> _The task_:
Without the pictures, print each of the records below exactly as it appears.

'''

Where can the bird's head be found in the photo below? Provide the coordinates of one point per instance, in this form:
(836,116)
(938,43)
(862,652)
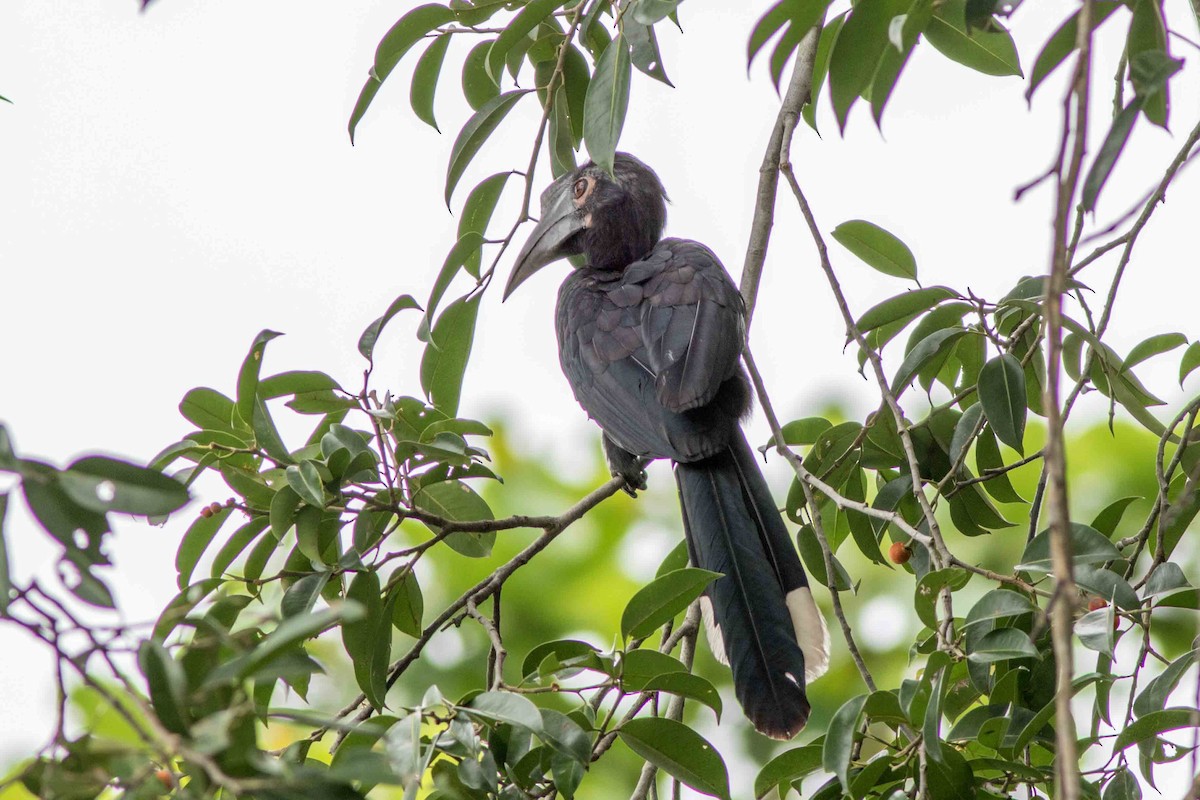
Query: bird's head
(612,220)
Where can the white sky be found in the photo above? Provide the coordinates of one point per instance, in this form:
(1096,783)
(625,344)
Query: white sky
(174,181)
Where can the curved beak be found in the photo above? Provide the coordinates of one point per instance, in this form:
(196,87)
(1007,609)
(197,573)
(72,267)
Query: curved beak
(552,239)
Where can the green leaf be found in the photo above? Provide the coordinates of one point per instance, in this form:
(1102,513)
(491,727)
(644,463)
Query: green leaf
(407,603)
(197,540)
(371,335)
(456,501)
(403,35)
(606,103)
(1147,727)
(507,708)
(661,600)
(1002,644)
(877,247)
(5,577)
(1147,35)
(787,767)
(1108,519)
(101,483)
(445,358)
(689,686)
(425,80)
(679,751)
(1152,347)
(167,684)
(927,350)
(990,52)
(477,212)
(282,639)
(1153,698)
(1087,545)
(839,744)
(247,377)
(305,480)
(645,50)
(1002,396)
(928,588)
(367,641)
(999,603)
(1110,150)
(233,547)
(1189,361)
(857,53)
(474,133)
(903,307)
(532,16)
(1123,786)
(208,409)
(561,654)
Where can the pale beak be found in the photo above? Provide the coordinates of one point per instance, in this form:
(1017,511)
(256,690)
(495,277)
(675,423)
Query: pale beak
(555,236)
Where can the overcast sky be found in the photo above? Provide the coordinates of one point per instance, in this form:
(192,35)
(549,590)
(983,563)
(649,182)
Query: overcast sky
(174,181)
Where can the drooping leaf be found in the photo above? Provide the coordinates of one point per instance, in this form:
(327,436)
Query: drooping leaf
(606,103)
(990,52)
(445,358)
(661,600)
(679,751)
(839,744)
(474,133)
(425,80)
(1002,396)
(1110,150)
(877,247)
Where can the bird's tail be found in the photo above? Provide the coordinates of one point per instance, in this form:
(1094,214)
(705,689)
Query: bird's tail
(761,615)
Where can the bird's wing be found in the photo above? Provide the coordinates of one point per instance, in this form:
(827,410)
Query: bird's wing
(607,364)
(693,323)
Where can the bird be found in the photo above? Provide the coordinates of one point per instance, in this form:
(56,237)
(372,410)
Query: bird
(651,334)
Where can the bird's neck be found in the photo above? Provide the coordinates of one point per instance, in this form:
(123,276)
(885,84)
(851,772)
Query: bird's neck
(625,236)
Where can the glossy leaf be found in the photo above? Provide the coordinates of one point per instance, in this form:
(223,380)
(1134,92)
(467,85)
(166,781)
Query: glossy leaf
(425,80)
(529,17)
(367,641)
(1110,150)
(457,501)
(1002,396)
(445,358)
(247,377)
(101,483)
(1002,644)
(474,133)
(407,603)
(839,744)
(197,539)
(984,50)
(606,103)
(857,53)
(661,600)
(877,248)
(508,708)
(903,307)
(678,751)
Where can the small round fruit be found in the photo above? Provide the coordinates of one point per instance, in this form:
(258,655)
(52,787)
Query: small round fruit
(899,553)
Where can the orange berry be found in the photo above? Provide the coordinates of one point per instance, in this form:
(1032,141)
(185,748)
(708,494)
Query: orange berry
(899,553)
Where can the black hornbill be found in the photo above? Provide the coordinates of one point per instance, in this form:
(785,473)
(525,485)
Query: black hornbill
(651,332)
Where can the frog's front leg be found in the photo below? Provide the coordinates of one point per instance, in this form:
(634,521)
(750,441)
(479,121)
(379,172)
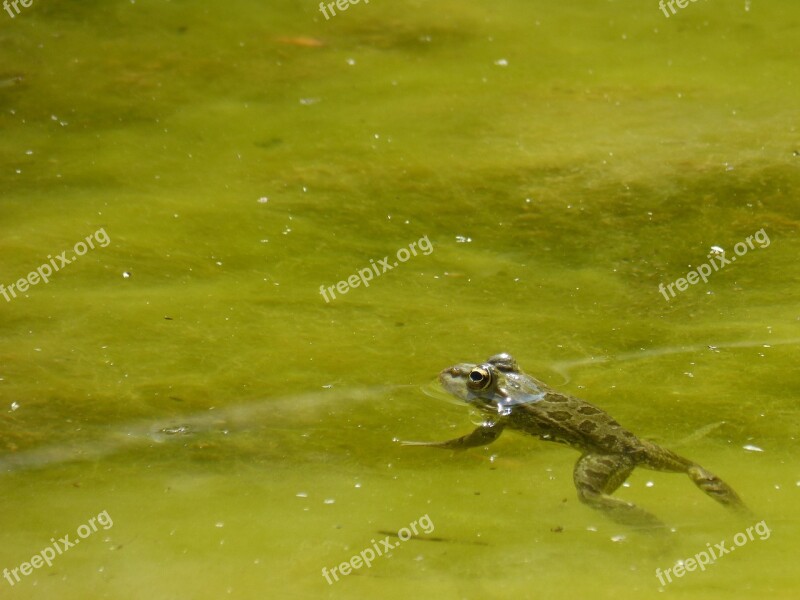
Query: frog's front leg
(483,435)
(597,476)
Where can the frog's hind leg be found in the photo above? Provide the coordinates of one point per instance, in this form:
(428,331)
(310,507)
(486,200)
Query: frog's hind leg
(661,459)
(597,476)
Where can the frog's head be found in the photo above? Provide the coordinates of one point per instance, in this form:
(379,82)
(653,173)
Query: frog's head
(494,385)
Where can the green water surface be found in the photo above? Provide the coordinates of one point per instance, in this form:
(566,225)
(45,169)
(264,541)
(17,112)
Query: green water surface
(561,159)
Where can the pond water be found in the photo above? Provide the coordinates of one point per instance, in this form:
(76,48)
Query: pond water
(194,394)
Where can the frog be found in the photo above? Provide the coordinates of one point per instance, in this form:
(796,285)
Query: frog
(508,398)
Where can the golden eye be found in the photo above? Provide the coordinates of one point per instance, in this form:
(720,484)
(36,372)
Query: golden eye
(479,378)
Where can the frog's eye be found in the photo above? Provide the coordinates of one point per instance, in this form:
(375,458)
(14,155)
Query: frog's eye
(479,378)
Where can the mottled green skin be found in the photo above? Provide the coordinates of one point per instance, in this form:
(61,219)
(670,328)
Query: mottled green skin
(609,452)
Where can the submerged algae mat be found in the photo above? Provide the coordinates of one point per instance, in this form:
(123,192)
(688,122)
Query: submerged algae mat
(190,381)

'''

> _Reply_:
Where can the bird's head be found in the photo below? Provide the coordinates of one point per instance, in this form:
(836,116)
(938,43)
(862,652)
Query: bird's head
(612,220)
Where can the white sky be found in the photo above? Provide the coordinates of one point per instance, in this form:
(1096,783)
(625,344)
Query: white sky
(174,181)
Where can the curved beak be found in the photo above? Provide the coordinates of one point per instance, in this form:
(196,87)
(1007,609)
(197,573)
(72,267)
Query: curved beak
(552,239)
Where can the green leaf be found in the photo above? Provide the coordinates of one point per instance, in this form:
(1102,513)
(491,727)
(644,463)
Query: green leaf
(407,603)
(197,540)
(371,335)
(456,501)
(403,35)
(606,103)
(1147,727)
(507,708)
(661,600)
(1002,644)
(877,247)
(5,577)
(1147,35)
(787,767)
(1108,519)
(101,483)
(445,358)
(689,686)
(425,80)
(679,751)
(1152,347)
(167,684)
(927,350)
(990,52)
(477,212)
(282,639)
(1153,698)
(1087,545)
(839,744)
(247,377)
(305,480)
(645,50)
(1002,396)
(928,588)
(367,641)
(999,603)
(1110,150)
(233,547)
(1189,361)
(857,53)
(474,133)
(903,307)
(532,16)
(1123,786)
(208,409)
(561,654)
Where can the pale beak be found in the photo above? Provide the coordinates of one point per instance, in this form:
(1017,511)
(256,690)
(495,277)
(675,423)
Query: pale beak
(555,236)
Where can the overcast sky be found in the photo above? Provide the coordinates of one point per instance, in this form:
(192,35)
(549,590)
(983,563)
(649,182)
Query: overcast sky
(174,181)
Where can the drooping leaf be found in the photo above? Provide the coordinates of one point per instance, in this form:
(327,436)
Query: drooping leaf
(606,103)
(990,52)
(445,358)
(661,600)
(679,751)
(839,744)
(474,133)
(425,80)
(1002,396)
(1110,150)
(877,247)
Where can the bird's tail be found in the photo above? Provide the coordinates of one point per instance, in this form:
(1094,214)
(705,689)
Query: bird's tail
(761,615)
Where can the bird's wing be found in the photo above? Provide the coordinates of one point per instance, in this form:
(827,410)
Query: bird's wing
(607,364)
(693,323)
Where can the bird be found in the photo above? Provide the coordinates of one point per instance, in this form:
(56,237)
(372,410)
Query: bird
(651,334)
Where can the bird's neck be found in the photo above? Provide the coordinates of one point per instance, in this form:
(123,276)
(885,84)
(851,772)
Query: bird's neck
(625,236)
Where can the glossy leaf be found in the photo above? Provide the coordinates of one point per instance, in this form:
(223,380)
(1134,92)
(467,85)
(166,781)
Query: glossy leaf
(425,80)
(529,17)
(367,641)
(1110,150)
(457,501)
(1002,396)
(445,358)
(247,377)
(101,483)
(1002,644)
(474,133)
(407,603)
(839,744)
(197,539)
(984,50)
(606,103)
(857,53)
(661,600)
(877,248)
(508,708)
(903,307)
(678,751)
Where can the small round fruit be found in the photo above? Provide the coordinates of one point per instance, in this form:
(258,655)
(52,787)
Query: small round fruit
(899,553)
Where can the orange berry be found in the photo above? Provide the coordinates of one point per instance, in this form:
(1032,141)
(185,748)
(708,494)
Query: orange berry
(899,553)
Where can the black hornbill be found in the photo above? Provide the coordinates of one point per instance, in this form:
(785,473)
(525,485)
Query: black hornbill
(651,332)
Where can the frog's front leg be found in the photo below? Provide the coordinates of one point per instance, in this form:
(634,521)
(750,441)
(479,121)
(379,172)
Query: frog's front leg
(483,435)
(597,476)
Where can the frog's hind leg be found in the photo above? Provide the coordinates of one point per instance, in this form:
(428,331)
(310,507)
(486,200)
Query: frog's hind leg
(661,459)
(597,476)
Where can the frog's head be found in the photo above? Provide the coordinates of one point per instance, in this form:
(379,82)
(653,173)
Query: frog's head
(494,385)
Where can the green water surface be found in the photo above? Provide the coordinates of one point per instance, in this form:
(566,225)
(45,169)
(264,541)
(17,112)
Query: green water surface
(561,159)
Where can the pond water be found in the photo above? Provide the coordinates of one point per instance, in this form:
(76,48)
Query: pond water
(194,394)
Where can the frog be found in the photo above? Provide the coordinates of one point per instance, in this form:
(796,285)
Query: frog
(508,398)
Where can the golden eye be found in the photo above? Provide the coordinates of one point per instance, in this form:
(720,484)
(36,372)
Query: golden eye
(479,378)
Where can the frog's eye be found in the photo above? Provide the coordinates of one point per instance, in this form:
(375,458)
(14,155)
Query: frog's eye
(479,378)
Where can the mottled green skin be found in the photo above? Provide the coordinates of one point per instance, in this form:
(61,219)
(670,328)
Query: mottled green skin
(609,452)
Where can the submerged algae mat be found in the photo above? Provide the coordinates of one point per instance, in this form:
(123,192)
(688,122)
Query: submerged algae mat
(190,381)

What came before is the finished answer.